Problems to work on:
(A) Answer these about the Brian Lewerke article:
(i) How many players did the Associated Press name Heisman dark horses at the start of the 2018 season?
(ii) According to the article, yards per attempt looks at how much yardage a team gains every time the quarterback does what?
(iii) What was Lewerke's completion percentage before and after last season's drop?
(B) Carry the Brian Lewerke article forward, picking up right after its last sentence.

Supplied text:

------------------------

VIDEO: The duality of a man named Brian Lewerke
Brian Lewerke’s 2017 season was one of the best an MSU quarterback has ever had. As one of the most interception-averse quarterbacks in program history with an excellent run game to boot, he was one of seven players named a Heisman dark horse at the beginning of the 2018 season by the Associated Press.
The season he would go on to have in 2018 was … not of Heisman caliber. Or even of starting caliber, really. What happened last year? And which version of Brian Lewerke will we see on the field this year?
To really understand how bad his 2018 year was, let’s compare it to his 2017 season – the one that made him a Heisman dark horse.
Let’s start with looking at Lewerke’s yards per attempt in the two seasons. Yards per attempt — for those unfamiliar with the stat — does a good job measuring how effective a quarterback is by looking at how much yardage his team gains every time he throws the ball, not every time he completes a pass. This takes incompletions into account, an important thing to look at when evaluating a quarterback. After all, it’s harder to score when you aren’t completing passes to move the ball toward the end zone, or when the passes you are completing don’t go very far.
Last season Lewerke’s yards per attempt dropped from 6.7 to 6, which is pretty substantial. Looking at where the drop came from, most of it comes down to a drop in completion percentage – from 59% to 54.3%.

------------------------

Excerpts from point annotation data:
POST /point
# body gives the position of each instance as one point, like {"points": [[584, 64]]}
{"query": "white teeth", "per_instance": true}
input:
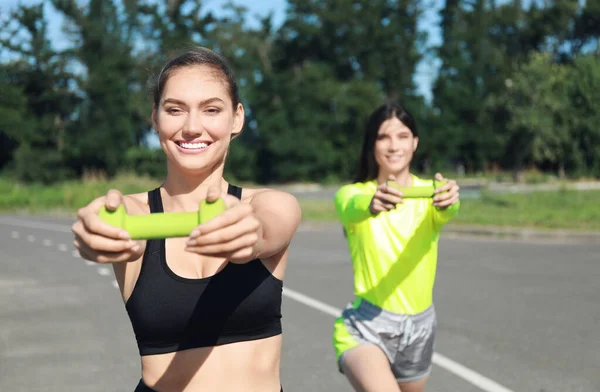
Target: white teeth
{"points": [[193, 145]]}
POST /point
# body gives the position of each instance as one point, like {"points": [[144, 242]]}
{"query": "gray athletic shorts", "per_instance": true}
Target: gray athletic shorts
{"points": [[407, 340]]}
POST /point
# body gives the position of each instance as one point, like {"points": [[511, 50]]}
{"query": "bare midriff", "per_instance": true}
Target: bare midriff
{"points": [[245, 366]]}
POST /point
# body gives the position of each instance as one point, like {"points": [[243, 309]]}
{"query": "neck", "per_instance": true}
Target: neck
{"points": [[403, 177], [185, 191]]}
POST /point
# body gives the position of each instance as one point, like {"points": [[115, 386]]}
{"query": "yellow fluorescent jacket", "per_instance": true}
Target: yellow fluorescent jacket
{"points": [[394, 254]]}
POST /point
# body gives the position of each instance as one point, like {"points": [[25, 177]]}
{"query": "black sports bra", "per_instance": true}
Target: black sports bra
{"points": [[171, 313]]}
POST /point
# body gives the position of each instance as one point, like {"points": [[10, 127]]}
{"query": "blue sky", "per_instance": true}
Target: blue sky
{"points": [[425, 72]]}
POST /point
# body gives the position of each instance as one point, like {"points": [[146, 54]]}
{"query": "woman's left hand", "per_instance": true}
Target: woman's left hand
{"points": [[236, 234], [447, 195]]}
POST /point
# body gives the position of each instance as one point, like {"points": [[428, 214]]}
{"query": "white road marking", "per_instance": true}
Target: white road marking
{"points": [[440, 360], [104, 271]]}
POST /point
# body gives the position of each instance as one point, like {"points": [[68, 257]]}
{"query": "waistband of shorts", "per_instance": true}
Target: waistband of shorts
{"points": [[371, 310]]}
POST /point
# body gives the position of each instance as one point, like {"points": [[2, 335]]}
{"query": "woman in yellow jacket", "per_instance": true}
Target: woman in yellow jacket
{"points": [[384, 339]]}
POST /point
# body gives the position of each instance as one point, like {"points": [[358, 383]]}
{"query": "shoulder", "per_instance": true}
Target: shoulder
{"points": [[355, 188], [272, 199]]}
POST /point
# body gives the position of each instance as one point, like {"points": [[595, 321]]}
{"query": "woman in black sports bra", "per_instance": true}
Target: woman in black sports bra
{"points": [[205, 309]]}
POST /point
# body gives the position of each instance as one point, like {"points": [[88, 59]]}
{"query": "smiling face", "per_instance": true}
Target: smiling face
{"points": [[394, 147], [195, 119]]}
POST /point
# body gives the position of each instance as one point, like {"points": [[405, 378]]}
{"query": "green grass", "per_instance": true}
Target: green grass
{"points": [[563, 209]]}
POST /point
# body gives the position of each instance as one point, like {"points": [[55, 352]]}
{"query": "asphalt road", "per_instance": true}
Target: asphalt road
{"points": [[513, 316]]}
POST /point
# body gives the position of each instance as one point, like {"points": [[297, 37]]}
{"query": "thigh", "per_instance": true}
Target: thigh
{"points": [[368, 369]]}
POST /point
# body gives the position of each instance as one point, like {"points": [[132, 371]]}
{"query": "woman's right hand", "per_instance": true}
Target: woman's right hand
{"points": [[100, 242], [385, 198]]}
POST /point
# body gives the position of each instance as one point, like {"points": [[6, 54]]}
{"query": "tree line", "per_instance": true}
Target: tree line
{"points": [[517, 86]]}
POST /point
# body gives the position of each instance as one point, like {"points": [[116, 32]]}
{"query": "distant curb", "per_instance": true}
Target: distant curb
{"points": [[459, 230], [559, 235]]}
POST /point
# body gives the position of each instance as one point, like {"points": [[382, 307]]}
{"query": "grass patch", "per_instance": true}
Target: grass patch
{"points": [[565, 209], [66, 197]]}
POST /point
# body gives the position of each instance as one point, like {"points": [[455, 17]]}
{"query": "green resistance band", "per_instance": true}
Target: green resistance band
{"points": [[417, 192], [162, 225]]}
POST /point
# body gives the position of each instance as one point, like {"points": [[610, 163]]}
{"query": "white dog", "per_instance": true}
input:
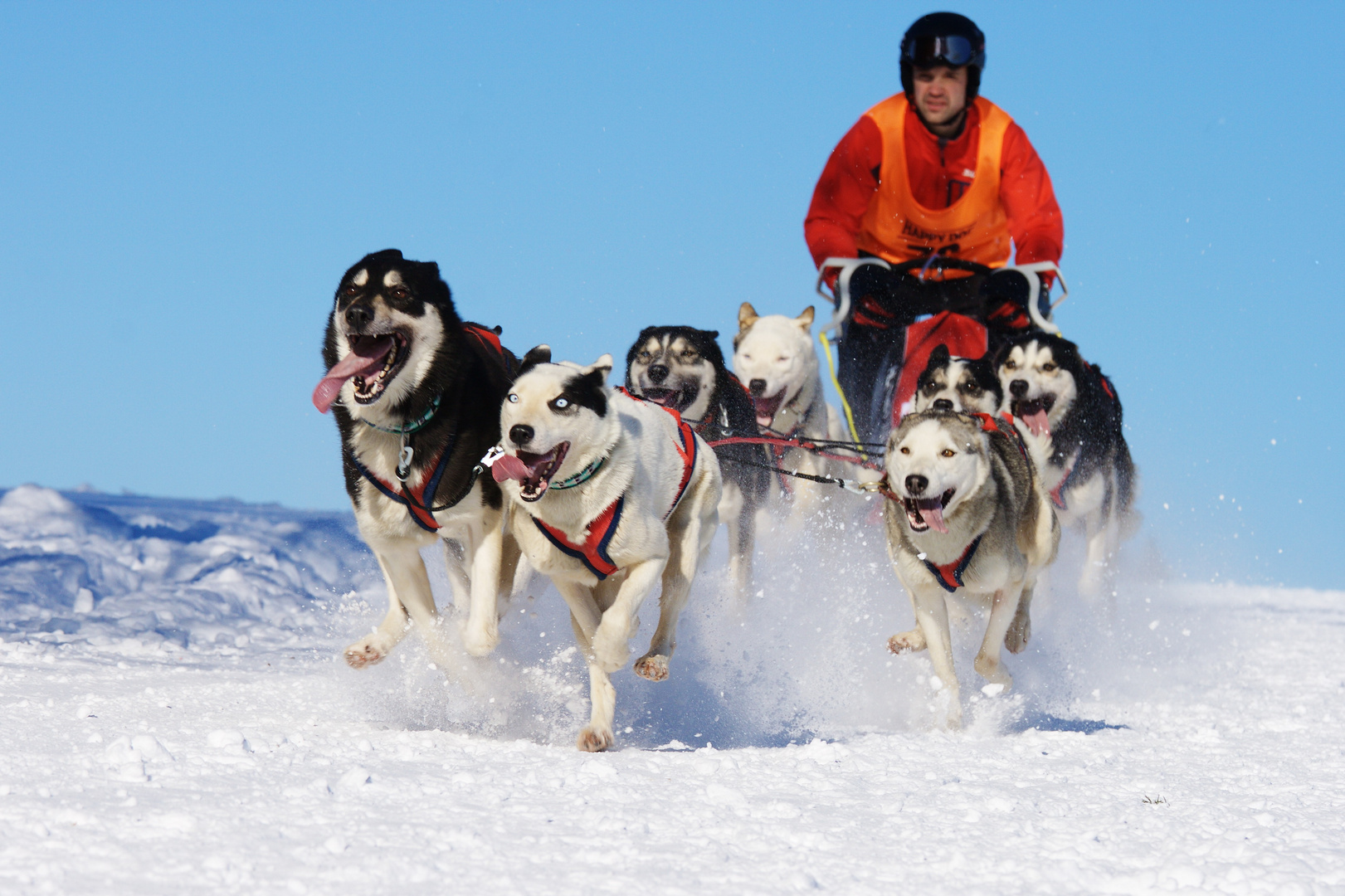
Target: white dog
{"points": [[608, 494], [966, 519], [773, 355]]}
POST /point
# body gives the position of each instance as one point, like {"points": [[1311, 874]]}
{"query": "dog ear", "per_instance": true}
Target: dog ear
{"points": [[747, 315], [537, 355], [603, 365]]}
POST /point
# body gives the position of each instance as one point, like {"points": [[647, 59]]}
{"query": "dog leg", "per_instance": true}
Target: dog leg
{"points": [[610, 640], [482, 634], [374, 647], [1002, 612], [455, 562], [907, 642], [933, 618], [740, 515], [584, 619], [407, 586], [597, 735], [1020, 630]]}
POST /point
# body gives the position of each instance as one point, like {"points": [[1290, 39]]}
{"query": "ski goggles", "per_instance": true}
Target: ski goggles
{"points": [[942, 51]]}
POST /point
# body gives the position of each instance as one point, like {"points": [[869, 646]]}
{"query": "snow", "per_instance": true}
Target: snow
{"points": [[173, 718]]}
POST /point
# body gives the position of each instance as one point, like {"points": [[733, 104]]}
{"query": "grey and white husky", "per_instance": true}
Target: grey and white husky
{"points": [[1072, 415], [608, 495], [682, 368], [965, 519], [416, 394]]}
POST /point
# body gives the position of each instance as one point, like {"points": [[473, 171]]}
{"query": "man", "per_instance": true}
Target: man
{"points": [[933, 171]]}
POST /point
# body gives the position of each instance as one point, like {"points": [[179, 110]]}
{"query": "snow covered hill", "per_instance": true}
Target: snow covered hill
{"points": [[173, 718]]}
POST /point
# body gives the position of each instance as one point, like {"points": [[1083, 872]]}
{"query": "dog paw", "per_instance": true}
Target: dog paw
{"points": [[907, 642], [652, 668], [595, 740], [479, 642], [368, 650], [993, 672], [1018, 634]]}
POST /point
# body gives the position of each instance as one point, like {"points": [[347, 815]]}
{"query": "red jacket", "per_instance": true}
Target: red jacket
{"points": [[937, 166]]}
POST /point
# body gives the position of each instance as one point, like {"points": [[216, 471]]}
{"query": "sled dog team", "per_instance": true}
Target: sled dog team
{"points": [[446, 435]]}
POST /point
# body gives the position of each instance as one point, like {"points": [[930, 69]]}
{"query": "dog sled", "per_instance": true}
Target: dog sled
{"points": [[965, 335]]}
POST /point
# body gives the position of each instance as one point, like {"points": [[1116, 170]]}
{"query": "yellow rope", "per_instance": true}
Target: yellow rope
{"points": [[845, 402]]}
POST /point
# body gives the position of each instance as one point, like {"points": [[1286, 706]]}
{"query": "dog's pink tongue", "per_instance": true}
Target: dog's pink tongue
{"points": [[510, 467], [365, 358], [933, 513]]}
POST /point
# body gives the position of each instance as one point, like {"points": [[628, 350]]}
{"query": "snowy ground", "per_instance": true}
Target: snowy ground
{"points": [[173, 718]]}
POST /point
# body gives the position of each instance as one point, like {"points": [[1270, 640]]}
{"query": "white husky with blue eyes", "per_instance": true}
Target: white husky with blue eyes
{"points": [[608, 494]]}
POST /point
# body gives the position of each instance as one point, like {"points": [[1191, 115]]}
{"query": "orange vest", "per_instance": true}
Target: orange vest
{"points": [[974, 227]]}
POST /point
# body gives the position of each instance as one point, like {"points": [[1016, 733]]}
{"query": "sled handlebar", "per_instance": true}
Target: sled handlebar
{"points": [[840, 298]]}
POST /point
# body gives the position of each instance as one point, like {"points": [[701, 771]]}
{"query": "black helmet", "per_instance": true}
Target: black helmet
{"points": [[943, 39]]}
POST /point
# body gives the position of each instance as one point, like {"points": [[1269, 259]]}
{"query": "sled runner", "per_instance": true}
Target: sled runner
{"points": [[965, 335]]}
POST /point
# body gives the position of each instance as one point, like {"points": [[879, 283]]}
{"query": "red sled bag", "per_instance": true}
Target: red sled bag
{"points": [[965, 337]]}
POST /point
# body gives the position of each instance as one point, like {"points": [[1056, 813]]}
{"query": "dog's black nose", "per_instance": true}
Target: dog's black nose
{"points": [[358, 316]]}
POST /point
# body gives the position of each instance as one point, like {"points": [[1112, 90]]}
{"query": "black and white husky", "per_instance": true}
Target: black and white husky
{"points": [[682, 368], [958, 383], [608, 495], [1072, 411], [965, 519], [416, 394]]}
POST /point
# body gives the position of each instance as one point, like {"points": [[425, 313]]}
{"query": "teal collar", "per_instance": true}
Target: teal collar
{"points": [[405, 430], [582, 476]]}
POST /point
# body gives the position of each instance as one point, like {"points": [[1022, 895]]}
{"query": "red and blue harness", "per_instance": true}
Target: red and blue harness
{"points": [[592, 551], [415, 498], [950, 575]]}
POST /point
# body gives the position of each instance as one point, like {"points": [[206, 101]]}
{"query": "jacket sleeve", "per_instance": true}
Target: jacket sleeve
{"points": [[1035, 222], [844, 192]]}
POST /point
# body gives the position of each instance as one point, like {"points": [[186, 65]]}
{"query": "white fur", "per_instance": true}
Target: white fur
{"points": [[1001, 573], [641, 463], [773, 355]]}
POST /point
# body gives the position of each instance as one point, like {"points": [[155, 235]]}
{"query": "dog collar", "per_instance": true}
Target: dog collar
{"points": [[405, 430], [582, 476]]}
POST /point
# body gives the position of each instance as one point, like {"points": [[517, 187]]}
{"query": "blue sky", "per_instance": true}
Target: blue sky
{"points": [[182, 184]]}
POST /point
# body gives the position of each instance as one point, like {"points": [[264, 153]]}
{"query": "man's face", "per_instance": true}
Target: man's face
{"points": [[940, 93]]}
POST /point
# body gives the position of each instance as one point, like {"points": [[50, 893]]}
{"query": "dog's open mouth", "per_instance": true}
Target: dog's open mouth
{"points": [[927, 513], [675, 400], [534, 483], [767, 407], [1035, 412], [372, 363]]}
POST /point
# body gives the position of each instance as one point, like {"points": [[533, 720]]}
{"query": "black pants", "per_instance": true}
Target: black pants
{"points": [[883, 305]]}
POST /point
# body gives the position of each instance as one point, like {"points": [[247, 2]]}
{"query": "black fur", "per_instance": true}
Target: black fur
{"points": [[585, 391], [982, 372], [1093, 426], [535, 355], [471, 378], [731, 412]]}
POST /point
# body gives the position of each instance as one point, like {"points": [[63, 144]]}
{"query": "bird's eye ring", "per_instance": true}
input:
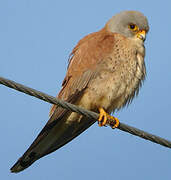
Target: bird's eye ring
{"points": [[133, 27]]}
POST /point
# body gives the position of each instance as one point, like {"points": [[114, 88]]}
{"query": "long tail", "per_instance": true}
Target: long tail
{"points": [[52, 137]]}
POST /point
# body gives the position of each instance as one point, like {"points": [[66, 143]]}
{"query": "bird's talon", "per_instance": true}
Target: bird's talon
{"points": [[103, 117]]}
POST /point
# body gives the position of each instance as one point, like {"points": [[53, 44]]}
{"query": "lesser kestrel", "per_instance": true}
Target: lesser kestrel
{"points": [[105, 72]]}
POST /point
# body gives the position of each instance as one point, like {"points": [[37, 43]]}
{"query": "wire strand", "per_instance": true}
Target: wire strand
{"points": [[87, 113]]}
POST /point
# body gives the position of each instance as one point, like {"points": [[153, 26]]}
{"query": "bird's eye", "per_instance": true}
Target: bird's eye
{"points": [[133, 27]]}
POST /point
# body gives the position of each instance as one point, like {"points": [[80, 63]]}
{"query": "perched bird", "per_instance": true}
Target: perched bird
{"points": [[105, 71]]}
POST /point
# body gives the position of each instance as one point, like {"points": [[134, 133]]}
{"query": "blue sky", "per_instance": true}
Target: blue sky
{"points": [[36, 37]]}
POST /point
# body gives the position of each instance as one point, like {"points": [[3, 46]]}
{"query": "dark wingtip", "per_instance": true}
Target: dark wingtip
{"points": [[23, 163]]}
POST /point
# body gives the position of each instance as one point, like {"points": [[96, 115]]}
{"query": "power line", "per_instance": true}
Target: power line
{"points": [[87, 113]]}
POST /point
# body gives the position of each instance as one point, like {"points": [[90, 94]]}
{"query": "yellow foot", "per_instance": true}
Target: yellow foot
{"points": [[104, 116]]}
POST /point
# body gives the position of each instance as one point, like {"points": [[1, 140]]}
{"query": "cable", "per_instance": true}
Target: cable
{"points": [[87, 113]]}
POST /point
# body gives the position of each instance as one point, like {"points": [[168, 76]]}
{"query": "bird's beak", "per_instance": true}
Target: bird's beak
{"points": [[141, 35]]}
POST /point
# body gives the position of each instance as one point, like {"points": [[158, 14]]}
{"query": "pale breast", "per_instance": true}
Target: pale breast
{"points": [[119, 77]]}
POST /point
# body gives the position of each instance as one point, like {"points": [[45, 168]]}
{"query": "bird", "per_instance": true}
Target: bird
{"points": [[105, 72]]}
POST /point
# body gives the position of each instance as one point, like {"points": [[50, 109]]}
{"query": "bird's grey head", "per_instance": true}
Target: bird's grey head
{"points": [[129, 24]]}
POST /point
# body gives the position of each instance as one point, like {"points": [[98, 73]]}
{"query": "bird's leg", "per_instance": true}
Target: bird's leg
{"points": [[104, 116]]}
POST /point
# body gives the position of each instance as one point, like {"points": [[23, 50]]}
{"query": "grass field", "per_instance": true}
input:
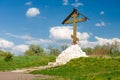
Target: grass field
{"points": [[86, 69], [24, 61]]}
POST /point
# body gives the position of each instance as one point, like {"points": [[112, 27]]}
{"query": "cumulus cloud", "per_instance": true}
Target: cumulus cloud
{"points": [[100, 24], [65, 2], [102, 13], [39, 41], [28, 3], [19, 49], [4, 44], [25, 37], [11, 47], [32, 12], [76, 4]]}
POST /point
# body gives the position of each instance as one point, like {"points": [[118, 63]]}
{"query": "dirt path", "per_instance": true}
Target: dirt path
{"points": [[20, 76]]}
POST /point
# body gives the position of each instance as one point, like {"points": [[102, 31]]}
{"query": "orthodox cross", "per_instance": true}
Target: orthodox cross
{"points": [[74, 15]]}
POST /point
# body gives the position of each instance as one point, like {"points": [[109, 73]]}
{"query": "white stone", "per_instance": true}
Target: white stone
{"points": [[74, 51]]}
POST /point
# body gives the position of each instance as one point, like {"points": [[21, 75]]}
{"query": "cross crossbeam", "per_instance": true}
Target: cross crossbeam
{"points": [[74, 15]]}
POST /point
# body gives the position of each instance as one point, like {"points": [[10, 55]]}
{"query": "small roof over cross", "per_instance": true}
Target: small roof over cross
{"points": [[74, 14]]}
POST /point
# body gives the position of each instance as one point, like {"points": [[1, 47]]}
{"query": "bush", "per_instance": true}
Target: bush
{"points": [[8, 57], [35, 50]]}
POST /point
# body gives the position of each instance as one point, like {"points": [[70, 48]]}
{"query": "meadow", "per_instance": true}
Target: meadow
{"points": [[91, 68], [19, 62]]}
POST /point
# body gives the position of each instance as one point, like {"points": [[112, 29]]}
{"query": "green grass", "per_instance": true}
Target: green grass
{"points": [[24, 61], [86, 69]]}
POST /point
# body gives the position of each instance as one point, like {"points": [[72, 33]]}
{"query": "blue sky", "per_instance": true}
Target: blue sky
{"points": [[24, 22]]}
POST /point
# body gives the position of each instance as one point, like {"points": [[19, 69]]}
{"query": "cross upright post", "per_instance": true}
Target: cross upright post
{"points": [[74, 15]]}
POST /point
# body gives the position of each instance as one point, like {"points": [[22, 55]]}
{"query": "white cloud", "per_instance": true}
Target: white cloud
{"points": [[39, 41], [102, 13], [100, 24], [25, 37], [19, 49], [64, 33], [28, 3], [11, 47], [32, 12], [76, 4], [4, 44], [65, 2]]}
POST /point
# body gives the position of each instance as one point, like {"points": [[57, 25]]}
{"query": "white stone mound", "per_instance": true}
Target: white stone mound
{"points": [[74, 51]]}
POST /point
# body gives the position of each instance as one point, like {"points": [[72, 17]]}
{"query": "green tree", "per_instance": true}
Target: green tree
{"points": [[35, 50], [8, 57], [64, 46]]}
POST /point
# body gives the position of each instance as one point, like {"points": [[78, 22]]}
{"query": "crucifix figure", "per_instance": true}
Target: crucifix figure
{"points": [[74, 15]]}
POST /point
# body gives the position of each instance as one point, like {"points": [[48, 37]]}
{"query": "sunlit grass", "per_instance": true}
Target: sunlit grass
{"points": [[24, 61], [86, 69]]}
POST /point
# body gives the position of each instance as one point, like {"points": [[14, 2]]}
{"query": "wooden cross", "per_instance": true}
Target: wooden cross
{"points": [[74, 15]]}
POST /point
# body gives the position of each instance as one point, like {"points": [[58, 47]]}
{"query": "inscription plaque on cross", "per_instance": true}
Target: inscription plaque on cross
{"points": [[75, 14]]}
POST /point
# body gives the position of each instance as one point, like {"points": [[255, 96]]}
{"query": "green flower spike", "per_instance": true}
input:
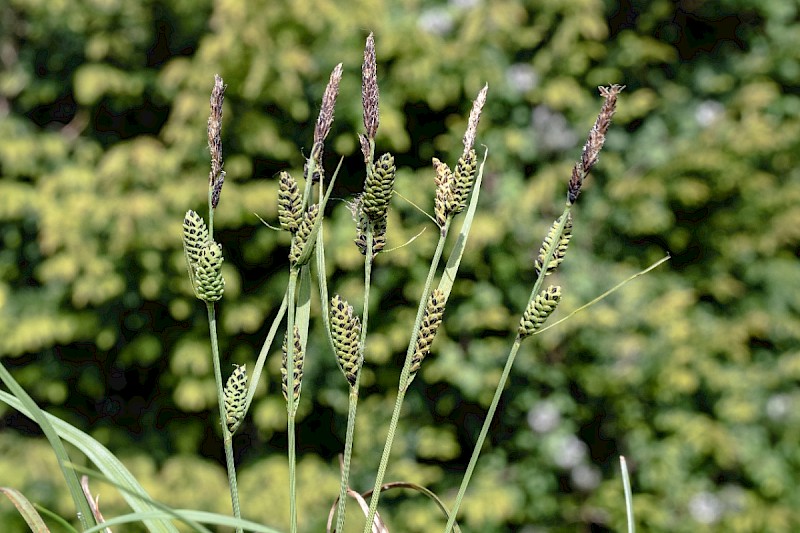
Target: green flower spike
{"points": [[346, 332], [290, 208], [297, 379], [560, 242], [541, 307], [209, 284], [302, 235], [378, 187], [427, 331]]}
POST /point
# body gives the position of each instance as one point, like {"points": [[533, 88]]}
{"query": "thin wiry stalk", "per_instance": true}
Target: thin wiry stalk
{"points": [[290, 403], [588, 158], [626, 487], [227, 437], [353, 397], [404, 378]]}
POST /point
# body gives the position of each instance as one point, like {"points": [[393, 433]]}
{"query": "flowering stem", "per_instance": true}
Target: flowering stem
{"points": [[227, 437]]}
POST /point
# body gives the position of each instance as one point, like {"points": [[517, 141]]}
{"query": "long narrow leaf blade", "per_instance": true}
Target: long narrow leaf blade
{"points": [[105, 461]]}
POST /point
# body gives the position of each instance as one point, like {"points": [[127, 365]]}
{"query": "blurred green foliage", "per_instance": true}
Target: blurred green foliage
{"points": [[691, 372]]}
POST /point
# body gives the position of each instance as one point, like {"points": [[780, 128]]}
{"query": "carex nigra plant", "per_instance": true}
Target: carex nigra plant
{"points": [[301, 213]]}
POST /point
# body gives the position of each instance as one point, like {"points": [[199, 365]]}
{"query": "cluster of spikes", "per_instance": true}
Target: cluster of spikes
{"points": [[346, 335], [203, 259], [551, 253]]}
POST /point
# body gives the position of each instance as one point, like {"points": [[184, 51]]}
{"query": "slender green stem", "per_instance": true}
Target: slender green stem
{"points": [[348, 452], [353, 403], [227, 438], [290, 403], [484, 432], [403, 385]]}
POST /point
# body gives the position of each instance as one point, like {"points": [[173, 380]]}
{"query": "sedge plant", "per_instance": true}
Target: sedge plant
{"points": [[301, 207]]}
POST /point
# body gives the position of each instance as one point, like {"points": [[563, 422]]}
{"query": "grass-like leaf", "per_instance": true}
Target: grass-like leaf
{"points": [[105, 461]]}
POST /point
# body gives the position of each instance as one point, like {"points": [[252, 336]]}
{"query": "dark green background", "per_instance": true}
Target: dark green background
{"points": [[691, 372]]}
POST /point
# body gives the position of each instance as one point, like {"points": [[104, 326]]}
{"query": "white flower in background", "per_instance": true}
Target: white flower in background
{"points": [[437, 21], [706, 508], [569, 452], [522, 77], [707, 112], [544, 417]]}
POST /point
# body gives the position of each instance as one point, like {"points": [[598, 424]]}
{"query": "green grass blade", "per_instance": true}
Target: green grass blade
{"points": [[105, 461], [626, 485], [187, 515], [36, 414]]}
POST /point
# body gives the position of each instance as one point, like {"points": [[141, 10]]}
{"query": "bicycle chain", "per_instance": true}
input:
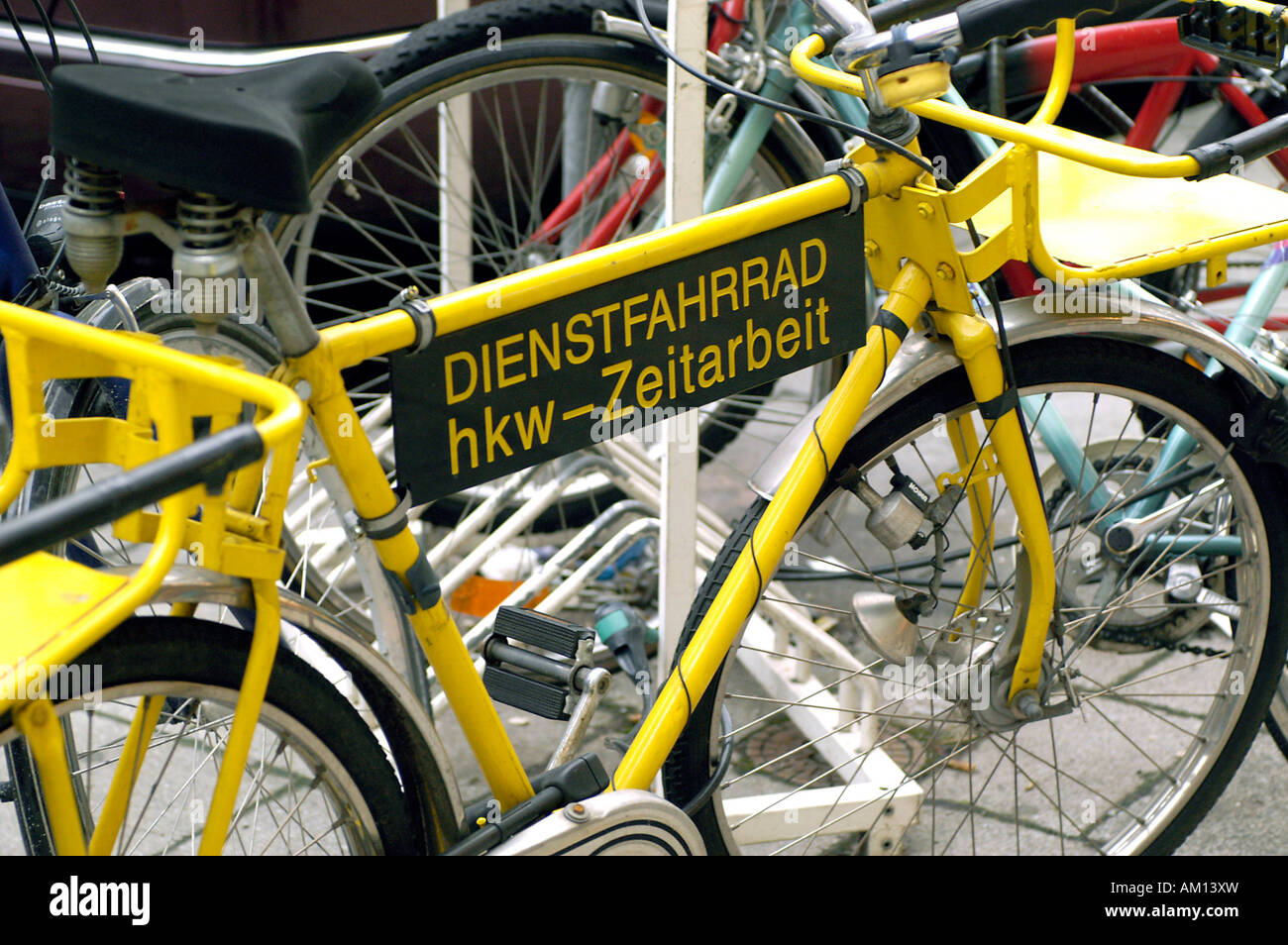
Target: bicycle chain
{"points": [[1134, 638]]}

------------------------

Per-task answers:
(A)
(i) Seven.
(ii) Every time he throws the ball, not every time he completes a pass.
(iii) 59% before and 54.3% after.

(B)
There are other places to look for reasons though, like an increase in checkdown passes. Instead of throwing the ball downfield to his wide receivers, Lewerke spent a lot of time throwing to his running backs. In 2017, running backs caught 37 passes all season. Last year, running back Connor Heyward caught 32 passes on his own, making him MSU’s third leading receiver in terms of receptions. Running backs L.J. Scott and La’Darius Jefferson added 10 and seven receptions, respectively, for a total on the season of 49 receptions for MSU’s running backs.
Now granted, some of those receptions were on passes coming from Lewerke’s backup, Rocky Lombardi. Why was Lombardi throwing passes, you ask?
Right. Brian Lewerke played the second half of this season with an undisclosed shoulder injury that was reportedly causing him pain as he threw. Why was he playing through an injury like this? Your guess is as good as mine. But what is certain is that it hampered his ability to throw the ball downfield, throw the ball accurately and throw the ball generally.
Lewerke injured his shoulder in the game against Penn State Oct. 13, which meant he couldn’t practice Monday through Thursday the following week leading up to the Michigan game.
Lewerke went 5-25 for 66 yards with no picks and no touchdowns. But MSU did score one touchdown on the day on a Wolverines fumble that gave the Spartans first and goal from the seven-yard line. MSU then proceeded to score on … *checks notes* … a passing touchdown by wide receiver Darrell Stewart Jr., caught by Brian Lewerke.
Five of 25 isn’t what we had come to expect from Lewerke and, after this game, head coach Mark Dantonio didn’t even know what was happening.
“I don't know whether he was off, dinged up or what,” Dantonio said.
Well, it’s tough to be a quarterback without a working shoulder, but at least he had a good supporting cast around him all season, right?
Even early in the season, before he hurt his own shoulder, Lewerke was playing with the broken remains of an offense.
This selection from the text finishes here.